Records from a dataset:

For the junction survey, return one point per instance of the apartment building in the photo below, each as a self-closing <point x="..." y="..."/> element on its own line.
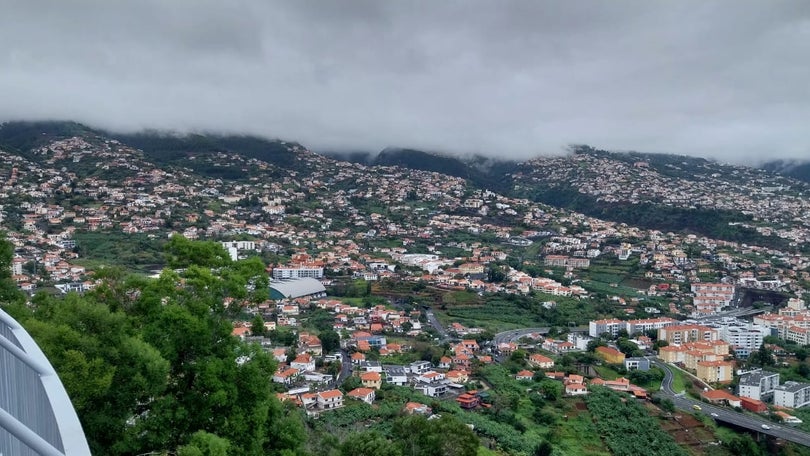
<point x="710" y="298"/>
<point x="758" y="385"/>
<point x="297" y="272"/>
<point x="681" y="334"/>
<point x="792" y="395"/>
<point x="612" y="326"/>
<point x="715" y="371"/>
<point x="745" y="335"/>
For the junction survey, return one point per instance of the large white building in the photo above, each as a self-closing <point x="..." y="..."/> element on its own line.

__WHAT IS REQUIRED__
Count how many lines of the material above contain the word "return". Reply with the number alone.

__PROBLEM SOLUTION__
2